[Records from a data source]
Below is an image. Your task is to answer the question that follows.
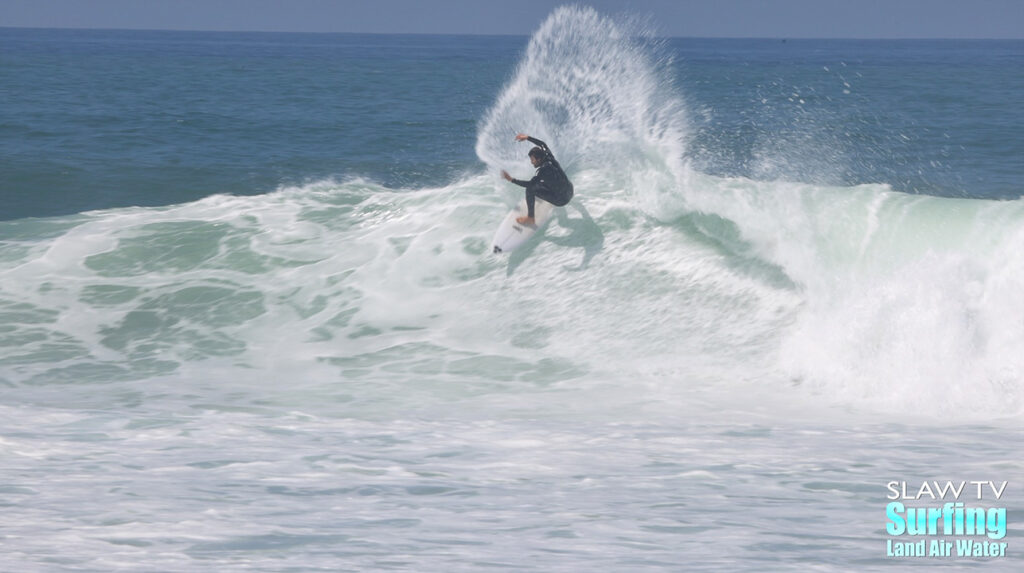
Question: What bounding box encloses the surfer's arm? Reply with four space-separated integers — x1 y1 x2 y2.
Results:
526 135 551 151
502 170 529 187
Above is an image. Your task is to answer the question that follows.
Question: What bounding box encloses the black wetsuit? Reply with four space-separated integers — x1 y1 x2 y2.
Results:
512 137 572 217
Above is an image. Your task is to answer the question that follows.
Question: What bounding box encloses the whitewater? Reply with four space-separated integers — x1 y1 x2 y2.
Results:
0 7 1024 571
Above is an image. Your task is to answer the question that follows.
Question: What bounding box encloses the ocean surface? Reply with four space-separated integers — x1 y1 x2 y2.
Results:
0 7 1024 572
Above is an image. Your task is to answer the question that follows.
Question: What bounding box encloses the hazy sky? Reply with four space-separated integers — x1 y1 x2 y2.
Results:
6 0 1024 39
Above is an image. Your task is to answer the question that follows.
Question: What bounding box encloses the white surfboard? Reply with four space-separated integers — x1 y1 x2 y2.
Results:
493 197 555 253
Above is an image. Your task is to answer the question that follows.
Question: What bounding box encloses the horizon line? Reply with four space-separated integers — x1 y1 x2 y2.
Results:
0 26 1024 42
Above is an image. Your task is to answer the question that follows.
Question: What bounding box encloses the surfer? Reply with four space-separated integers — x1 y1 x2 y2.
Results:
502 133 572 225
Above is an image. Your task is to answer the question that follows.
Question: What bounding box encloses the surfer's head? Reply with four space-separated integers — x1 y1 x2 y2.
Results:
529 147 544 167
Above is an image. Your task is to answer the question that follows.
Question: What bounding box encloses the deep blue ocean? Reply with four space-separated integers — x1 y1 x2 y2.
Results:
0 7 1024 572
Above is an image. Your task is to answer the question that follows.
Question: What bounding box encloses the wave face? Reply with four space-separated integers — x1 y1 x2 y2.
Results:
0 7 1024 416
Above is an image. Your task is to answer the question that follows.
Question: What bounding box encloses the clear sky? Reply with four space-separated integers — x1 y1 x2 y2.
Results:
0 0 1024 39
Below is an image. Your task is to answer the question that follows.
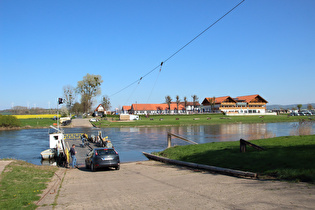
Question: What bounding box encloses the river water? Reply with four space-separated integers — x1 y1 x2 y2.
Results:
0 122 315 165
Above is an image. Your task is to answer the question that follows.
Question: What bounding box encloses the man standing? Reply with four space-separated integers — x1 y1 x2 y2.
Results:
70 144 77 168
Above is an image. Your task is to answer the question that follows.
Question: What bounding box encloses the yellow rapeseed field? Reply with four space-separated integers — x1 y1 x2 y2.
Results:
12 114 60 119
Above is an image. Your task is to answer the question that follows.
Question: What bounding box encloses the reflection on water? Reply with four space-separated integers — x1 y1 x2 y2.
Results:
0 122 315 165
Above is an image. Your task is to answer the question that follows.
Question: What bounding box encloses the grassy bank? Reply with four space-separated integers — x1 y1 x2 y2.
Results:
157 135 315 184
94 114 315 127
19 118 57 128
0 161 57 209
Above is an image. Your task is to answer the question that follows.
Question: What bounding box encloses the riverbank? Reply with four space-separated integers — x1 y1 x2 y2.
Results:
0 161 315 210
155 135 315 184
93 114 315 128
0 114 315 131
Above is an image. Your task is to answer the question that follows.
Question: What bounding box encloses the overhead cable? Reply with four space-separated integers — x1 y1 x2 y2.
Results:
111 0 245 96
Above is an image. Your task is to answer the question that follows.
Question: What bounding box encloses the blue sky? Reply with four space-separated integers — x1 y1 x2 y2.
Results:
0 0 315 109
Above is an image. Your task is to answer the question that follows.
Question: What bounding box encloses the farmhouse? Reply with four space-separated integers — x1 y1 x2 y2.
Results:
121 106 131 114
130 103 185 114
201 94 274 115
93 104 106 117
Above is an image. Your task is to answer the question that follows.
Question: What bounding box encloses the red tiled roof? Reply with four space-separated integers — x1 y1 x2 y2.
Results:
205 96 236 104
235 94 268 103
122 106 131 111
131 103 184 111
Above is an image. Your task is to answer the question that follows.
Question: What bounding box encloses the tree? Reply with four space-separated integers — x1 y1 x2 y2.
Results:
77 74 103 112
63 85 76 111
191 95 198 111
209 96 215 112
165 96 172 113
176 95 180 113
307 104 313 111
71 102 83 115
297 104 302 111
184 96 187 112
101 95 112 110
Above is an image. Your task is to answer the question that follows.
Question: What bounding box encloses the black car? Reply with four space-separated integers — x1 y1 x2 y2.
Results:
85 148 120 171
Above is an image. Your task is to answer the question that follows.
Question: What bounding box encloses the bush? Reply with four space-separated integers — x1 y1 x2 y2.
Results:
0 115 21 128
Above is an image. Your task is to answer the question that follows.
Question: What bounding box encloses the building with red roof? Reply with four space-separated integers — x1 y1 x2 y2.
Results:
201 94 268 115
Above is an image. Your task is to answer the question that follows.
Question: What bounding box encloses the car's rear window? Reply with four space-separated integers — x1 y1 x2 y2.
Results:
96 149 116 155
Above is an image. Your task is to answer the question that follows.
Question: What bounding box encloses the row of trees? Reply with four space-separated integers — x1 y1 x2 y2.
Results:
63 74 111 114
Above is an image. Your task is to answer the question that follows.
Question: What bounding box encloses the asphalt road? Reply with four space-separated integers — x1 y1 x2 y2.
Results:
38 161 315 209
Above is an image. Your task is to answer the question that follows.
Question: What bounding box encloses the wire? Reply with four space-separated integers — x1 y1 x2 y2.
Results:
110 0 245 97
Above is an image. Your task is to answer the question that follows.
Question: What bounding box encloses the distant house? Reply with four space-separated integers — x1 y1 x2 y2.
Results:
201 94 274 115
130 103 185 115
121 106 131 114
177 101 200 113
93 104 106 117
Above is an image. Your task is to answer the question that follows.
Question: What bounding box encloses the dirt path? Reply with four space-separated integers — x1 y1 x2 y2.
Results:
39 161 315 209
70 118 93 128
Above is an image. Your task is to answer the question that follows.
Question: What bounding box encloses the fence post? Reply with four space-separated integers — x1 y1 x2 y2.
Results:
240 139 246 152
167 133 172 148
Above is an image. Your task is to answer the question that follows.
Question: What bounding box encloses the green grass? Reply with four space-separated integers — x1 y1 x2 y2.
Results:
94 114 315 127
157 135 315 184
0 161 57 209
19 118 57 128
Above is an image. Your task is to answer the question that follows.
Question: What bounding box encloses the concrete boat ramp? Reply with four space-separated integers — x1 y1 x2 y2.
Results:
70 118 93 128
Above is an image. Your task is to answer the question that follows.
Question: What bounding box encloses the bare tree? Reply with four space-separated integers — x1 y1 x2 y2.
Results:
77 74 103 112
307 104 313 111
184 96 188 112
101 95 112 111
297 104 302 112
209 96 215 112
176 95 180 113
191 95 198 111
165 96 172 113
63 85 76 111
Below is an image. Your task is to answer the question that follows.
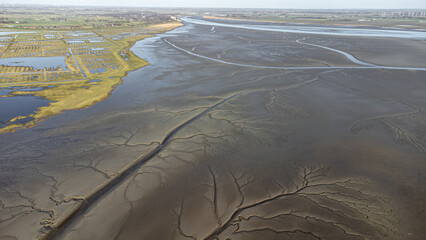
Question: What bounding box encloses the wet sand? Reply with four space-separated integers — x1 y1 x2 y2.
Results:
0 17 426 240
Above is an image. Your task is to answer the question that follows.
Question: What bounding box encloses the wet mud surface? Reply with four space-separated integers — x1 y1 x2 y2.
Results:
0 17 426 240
---
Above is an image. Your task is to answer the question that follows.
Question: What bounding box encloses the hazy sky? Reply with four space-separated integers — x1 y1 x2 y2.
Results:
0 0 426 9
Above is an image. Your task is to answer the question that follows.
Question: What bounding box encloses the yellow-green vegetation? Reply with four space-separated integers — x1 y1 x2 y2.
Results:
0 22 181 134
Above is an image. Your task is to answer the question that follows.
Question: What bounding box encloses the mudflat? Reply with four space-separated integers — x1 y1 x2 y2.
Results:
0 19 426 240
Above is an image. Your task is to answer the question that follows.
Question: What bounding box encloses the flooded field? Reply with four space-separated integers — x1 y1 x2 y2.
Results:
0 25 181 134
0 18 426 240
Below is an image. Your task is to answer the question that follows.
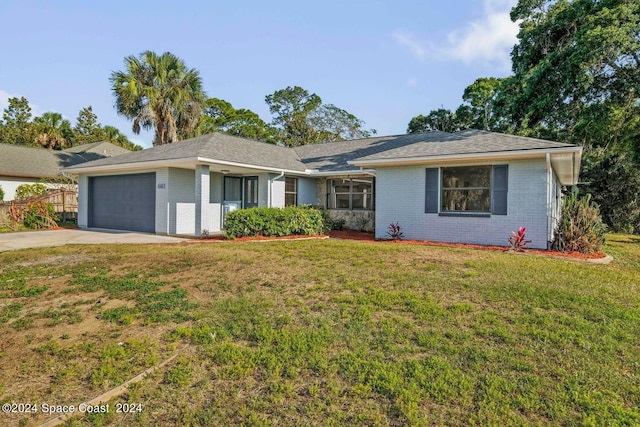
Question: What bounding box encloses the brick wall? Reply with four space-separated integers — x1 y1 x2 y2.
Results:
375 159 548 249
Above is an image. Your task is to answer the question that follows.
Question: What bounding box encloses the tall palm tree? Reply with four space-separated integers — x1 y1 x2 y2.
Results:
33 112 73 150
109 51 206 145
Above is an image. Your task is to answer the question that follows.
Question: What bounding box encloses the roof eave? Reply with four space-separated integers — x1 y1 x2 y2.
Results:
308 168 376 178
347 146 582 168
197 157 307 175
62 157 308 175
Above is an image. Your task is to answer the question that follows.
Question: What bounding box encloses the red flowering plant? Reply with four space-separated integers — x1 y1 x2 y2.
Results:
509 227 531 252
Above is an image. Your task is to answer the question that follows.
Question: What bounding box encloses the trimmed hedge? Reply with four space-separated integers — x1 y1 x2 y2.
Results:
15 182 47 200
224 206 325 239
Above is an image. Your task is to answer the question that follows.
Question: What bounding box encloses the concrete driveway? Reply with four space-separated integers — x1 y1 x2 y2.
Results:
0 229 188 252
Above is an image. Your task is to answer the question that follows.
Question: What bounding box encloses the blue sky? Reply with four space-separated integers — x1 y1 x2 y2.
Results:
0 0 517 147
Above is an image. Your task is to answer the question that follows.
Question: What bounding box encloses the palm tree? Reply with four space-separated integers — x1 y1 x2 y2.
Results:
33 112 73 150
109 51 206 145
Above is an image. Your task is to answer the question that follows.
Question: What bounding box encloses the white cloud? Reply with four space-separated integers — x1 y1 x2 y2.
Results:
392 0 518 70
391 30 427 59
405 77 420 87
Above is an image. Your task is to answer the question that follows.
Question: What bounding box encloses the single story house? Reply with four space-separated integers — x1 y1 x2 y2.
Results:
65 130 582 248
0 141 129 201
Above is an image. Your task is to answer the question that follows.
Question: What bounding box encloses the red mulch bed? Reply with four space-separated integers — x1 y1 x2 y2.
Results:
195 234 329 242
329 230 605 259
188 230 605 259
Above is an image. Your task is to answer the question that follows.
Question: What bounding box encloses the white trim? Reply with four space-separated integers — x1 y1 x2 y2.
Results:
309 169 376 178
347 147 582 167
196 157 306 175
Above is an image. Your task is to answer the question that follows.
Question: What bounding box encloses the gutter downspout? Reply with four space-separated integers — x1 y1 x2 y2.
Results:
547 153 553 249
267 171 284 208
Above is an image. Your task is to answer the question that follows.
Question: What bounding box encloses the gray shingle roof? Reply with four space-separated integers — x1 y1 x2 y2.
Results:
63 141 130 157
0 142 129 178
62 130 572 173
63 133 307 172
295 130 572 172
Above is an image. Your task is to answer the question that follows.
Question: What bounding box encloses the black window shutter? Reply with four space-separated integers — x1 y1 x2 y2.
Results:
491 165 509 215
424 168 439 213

Task objective >>
Select each line in the data above that contains the string "palm" and copy it out. Matching is case-sensitive.

Right answer >>
Question: What bounding box encloses the tall palm tree? Reply with four space-separated integers — x1 y1 x2 y2.
Question: What bounding box encloses the palm tree? Reply with four space-separated integers — x1 y1 x2 y2.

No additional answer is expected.